PROBLEM 1 | Please return the Grand Prix text word for word, starting with "There had been" and going on through "One at Silverstone.".
PROBLEM 2 | In the Grand Prix text, how many Formula One podiums did Lewis Hamilton reach at this race to equal the record?
TEXT SECTION below:
| ← Previous race | Next race → |
- Layout of the Silverstone Circuit

Race details
- Date: 9 August 2020
- Official name: Emirates Formula 1 70th Anniversary Grand Prix 2020
- Location: Silverstone Circuit Silverstone, United Kingdom
- Course: Permanent racing facility
- Course length: 5.891 km (3.660 miles)
- Distance: 52 laps, 306.198 km (190.263 miles)
- Weather: Sunny
- Attendance: 0

Pole position
- Driver: Valtteri Bottas; / Mercedes
- Time: 1:25.154

Fastest lap
- Driver: Lewis Hamilton / Mercedes
- Time: 1:28.451 on lap 43

Podium
- First: Max Verstappen; / Red Bull Racing-Honda
- Second: Lewis Hamilton; / Mercedes
- Third: Valtteri Bottas; / Mercedes

= 70th Anniversary Grand Prix =

5th round of the 2020 Formula One season

Logo - 70 years Formula 1

The 70th Anniversary Grand Prix (officially known as the Emirates Formula 1 70th Anniversary Grand Prix 2020) was a one-off Formula One motor race held on 9 August 2020 at the Silverstone Circuit in Silverstone, United Kingdom, the second of two back to back races at the venue, after the 2020 British Grand Prix seven days earlier. The race was the fifth round of the rescheduled 2020 Formula One World Championship. It was held as a 70-year commemoration race of the first Formula One World Championship race which was held at the same circuit in 1950.

The race was won by Red Bull Racing driver Max Verstappen. This was the first non-Mercedes victory in 2020, the first victory for Red Bull at Silverstone in the 1.6 litre V6 turbo hybrid engine era and their first win at the venue since the 2012 British Grand Prix (won by Mark Webber), and the first Honda-powered win at the track since the 1989 British Grand Prix. At this race, runner-up Lewis Hamilton equalled the record for most Formula One podiums (155), previously accomplished by Michael Schumacher.

==Background==
===Impact of the COVID-19 pandemic ===

The opening rounds of the championship were heavily affected by the COVID-19 pandemic. Several Grands Prix were cancelled or postponed after the planned opening round in Australia was called off two days before the race was due to take place, prompting the FIA to draft a new calendar. When the calendar was redrafted following the pandemic the Hungarian and British Grands Prix had swapped dates with the Hungarian Grand Prix moving to 19 July and the British Grand Prix taking the 2 August date. The early cancellation and indefinite postponements prompted a series of double races. The 70th Anniversary Grand Prix was added to the calendar as a one-off event to ensure confirmation of new events.

There had been doubts over whether Silverstone would be able to host Formula One due to quarantine measures proposed by the British government; hopes were raised again by an apparent intervention by Prime Minister Boris Johnson encouraging his ministers to give Formula One an exemption for racing to go ahead. The British Government did give approval for Formula One at Silverstone.
End of TEXT SECTION.
EXTRACTED INFORMATION below:
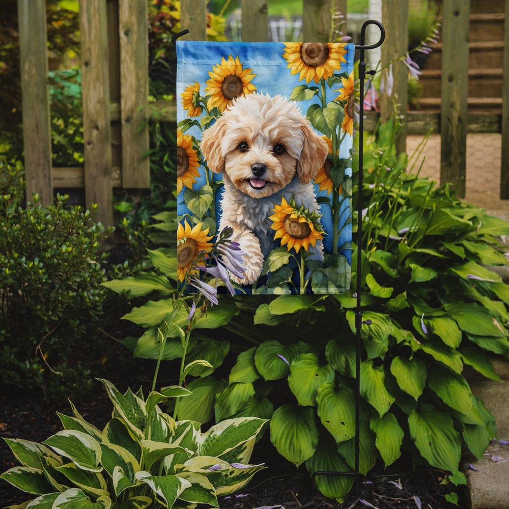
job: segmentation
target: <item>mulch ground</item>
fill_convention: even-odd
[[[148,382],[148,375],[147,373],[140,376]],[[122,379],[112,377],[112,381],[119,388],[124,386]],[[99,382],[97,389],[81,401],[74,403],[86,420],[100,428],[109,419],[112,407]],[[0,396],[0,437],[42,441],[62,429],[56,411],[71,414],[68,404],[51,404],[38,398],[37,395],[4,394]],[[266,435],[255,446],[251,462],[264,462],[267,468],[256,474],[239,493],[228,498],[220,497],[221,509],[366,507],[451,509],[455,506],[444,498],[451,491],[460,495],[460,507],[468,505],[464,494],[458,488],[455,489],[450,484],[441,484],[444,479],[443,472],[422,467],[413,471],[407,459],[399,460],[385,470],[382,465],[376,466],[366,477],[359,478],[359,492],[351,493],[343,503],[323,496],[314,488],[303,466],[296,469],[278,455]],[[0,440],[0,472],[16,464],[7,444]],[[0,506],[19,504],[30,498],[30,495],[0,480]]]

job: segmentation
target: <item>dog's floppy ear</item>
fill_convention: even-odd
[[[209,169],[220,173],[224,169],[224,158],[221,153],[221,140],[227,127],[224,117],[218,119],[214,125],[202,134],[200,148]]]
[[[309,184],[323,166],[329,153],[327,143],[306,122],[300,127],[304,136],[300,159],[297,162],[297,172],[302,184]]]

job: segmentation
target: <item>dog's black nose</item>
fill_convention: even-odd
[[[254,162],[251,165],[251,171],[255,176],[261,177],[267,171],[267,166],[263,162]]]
End of EXTRACTED INFORMATION.
EXTRACTED INFORMATION below:
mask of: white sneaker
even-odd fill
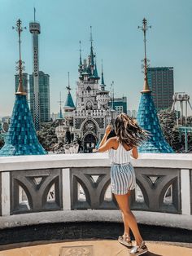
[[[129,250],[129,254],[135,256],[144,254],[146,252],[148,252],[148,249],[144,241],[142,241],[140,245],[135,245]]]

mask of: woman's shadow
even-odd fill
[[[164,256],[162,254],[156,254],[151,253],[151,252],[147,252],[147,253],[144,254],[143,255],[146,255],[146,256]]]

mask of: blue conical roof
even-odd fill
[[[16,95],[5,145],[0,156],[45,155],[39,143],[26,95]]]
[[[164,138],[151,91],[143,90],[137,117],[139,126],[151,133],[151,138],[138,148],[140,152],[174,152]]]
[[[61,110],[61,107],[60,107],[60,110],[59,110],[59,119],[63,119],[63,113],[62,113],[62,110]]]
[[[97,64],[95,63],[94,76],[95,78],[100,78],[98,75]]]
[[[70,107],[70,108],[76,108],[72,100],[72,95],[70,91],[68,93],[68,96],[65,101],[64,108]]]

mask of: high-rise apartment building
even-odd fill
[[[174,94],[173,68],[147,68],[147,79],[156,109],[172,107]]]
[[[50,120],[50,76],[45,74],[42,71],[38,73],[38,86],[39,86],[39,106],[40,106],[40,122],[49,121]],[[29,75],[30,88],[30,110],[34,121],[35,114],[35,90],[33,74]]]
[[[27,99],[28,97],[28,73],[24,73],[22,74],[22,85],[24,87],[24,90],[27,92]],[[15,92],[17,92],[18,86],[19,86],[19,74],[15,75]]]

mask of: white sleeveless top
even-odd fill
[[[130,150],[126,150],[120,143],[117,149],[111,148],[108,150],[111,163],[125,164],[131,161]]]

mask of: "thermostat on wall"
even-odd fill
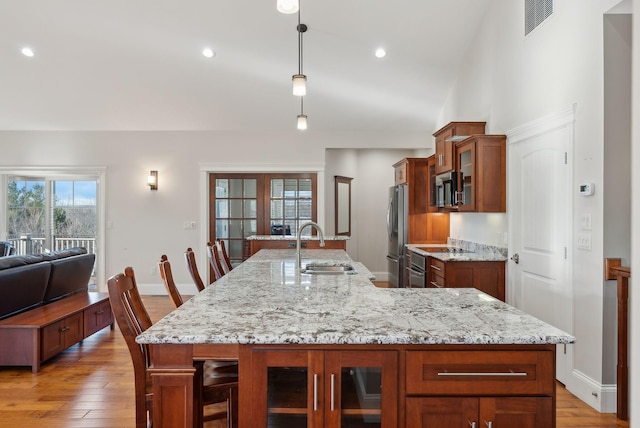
End of EXTRACTED INFORMATION.
OUTPUT 1 |
There had been doubts over whether Silverstone would be able to host Formula One due to quarantine measures proposed by the British government; hopes were raised again by an apparent intervention by Prime Minister Boris Johnson encouraging his ministers to give Formula One an exemption for racing to go ahead. The British Government did give approval for Formula One at Silverstone.

OUTPUT 2 | 155 podiums